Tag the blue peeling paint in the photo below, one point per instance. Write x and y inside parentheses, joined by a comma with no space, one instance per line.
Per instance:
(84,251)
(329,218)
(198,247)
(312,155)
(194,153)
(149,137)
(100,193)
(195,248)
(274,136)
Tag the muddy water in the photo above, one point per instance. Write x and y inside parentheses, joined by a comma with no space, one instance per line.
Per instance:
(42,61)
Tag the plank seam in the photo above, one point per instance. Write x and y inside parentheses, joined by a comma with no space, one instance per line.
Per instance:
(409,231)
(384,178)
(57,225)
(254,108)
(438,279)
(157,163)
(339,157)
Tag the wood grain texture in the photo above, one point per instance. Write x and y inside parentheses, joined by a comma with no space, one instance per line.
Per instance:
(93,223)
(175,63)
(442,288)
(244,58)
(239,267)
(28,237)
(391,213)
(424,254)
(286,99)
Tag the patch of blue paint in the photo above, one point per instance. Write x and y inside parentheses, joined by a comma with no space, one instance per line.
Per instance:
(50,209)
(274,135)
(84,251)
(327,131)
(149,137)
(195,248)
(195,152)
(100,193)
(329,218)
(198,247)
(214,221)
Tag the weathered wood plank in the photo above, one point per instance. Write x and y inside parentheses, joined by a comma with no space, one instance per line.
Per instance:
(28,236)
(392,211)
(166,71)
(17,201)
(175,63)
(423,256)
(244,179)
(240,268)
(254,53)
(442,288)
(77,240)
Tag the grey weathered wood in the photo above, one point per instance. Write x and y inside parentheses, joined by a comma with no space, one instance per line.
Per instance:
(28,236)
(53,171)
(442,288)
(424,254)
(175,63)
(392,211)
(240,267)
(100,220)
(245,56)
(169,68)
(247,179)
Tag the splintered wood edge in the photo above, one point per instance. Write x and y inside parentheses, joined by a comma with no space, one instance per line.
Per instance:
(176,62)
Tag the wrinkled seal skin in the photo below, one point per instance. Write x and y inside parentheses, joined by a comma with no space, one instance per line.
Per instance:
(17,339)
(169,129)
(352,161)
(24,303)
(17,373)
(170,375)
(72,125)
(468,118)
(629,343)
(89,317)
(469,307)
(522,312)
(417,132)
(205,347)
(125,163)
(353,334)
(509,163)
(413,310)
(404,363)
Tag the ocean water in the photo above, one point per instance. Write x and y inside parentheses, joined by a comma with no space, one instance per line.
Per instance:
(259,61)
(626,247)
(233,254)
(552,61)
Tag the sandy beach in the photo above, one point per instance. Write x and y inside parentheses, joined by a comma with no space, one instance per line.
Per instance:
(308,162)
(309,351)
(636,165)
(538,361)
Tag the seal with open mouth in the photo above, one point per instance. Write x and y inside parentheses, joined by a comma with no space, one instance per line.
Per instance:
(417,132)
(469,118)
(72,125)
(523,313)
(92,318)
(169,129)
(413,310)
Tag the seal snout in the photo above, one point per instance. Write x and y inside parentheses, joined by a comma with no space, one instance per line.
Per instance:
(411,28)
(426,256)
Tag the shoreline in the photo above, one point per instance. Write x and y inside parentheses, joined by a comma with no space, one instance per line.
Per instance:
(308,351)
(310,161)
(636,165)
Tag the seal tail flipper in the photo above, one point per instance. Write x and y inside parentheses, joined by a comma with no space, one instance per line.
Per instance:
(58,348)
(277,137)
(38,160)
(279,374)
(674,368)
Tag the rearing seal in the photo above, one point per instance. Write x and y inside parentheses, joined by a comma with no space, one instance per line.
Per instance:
********
> [What the exercise asks] The material above needs to be reproduced exactly as written.

> [Solution to the problem]
Tag the blue peeling paint in the photo below, one point per instance. Write x and y inside parentheses, joined by a comma with no space, one instance per line.
Per instance:
(84,251)
(329,218)
(198,247)
(312,155)
(194,153)
(149,137)
(100,193)
(195,248)
(274,136)
Tag the muddy water in the photo above, one point per instance. Write x and y inside parentheses, joined by a comma with no space, one instance per line.
Per instance:
(42,61)
Tag the plank seam in the photo above, one point per instance. Write x and y inside parentheses, joined by a comma with no space, one instance per line.
Per instance:
(409,231)
(384,178)
(57,225)
(254,108)
(438,279)
(157,163)
(339,157)
Tag the wood grain texture in the photo above, one point per instance. Write x and y inside parentheses, joined by a comma with no space, one instance per line.
Per instance:
(93,223)
(175,63)
(442,288)
(244,58)
(239,267)
(28,237)
(391,213)
(424,254)
(286,99)
Tag the patch of blue paint in the photo above, one point per instance. Write x and y inside parentheses, joined by a comma with no space, one instance per line.
Per instance:
(50,209)
(274,135)
(84,251)
(327,131)
(149,137)
(195,248)
(195,152)
(100,193)
(329,218)
(198,247)
(214,221)
Tag the weathered wood plank in the photo above, one point per instance. Write x and y inside parentheses, joined by a comma with no space, one instance per line.
Per instance:
(28,236)
(392,211)
(166,71)
(17,201)
(175,63)
(423,256)
(244,179)
(240,268)
(254,53)
(442,288)
(77,240)
Tag the grey weathered wood in the photo above, one point per instance. Write x and y inside parentheses, joined by a comma with no space, one instance per line.
Per instance:
(28,236)
(53,171)
(442,288)
(424,254)
(175,63)
(392,211)
(240,267)
(100,220)
(245,56)
(169,68)
(247,179)
Tag the splintered wood edge in the photo above, one point per instance. Write x and y inside parentheses, joined by a comma with no space, one instance per line.
Per instance:
(176,62)
Tag the wrinkled seal skin in the photo below, one point per instance. Write x and y inside parentheses, joined by a comma with no space, one instance per line.
Per instance:
(17,339)
(169,129)
(352,161)
(24,303)
(17,373)
(170,375)
(72,125)
(468,118)
(629,343)
(89,317)
(469,307)
(522,312)
(417,132)
(205,347)
(125,163)
(353,334)
(509,163)
(413,310)
(404,363)
Tag the ocean water in the photo above, one point per instance. Write x and y inside parentheses, joined by a comma with no space, one instance per line.
Per instance:
(259,61)
(626,247)
(233,254)
(552,61)
Tag the sandy beach in the photo above, one point per instance. Write x and y inside parentheses, joined by a comma with no space, one instance per line.
Per instance:
(308,162)
(309,351)
(636,165)
(538,361)
Tag the seal with open mouth in the photo above, one point per instance. Write x and y inside parentheses, joined by a comma with no space, one instance per line.
Per instance:
(417,132)
(469,118)
(72,125)
(523,313)
(92,318)
(169,129)
(413,310)
Tag the seal snout in the photo above, one point per instance. Write x and y inside parentheses, joined by a comma with no space, one instance per line.
Per instance:
(411,28)
(426,256)
Tag the shoreline in the photo above, one point per instance. Write x and y inside parentheses, joined by a comma with no space, one instance per line.
Per instance:
(308,351)
(310,161)
(636,165)
Tag the seal tail flipper in the photo above, one point per instance. Write x and y inside parentheses, joined by a comma with no space, one instance per line.
Per instance:
(58,348)
(277,137)
(38,160)
(279,374)
(674,368)
Tag the rearing seal in the photo above, one point per instance. Write x and y inside parentheses, joined by a comma with no space, one instance per line.
Per instance:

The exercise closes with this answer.